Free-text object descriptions
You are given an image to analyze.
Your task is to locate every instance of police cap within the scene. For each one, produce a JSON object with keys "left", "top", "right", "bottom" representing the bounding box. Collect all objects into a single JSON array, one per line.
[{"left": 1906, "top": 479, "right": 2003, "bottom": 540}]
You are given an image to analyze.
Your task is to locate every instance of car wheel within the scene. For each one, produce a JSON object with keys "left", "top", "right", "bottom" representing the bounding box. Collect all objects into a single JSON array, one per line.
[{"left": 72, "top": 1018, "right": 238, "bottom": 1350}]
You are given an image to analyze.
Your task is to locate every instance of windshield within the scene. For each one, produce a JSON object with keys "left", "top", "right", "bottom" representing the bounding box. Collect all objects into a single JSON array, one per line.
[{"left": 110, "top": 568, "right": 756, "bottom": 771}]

== What is being asked ==
Repeat the records. Match them exactly.

== Response to the task ==
You are given an image to analyze.
Your task is to locate every instance of police cap within the scene. For each one, produce a JSON object with keys "left", "top", "right", "bottom" representing the bounding box. Collect all objects into a single JSON array, one per line.
[{"left": 1906, "top": 479, "right": 2003, "bottom": 540}]
You are given an image to analyze.
Your task is to locate every instance of car wheel within the scene. For each one, produce a JSON object with keys "left", "top", "right", "bottom" representing the bounding box. Collect all objects into a single JSON array, one per line.
[{"left": 72, "top": 1018, "right": 238, "bottom": 1350}]
You are given an image to analyze.
Your task is to locate every instance of windshield within the scene. For each one, produce a JSON object with keys "left", "top", "right", "bottom" representing the bounding box. Collect all objects into a single JSON array, one per line.
[{"left": 110, "top": 568, "right": 756, "bottom": 771}]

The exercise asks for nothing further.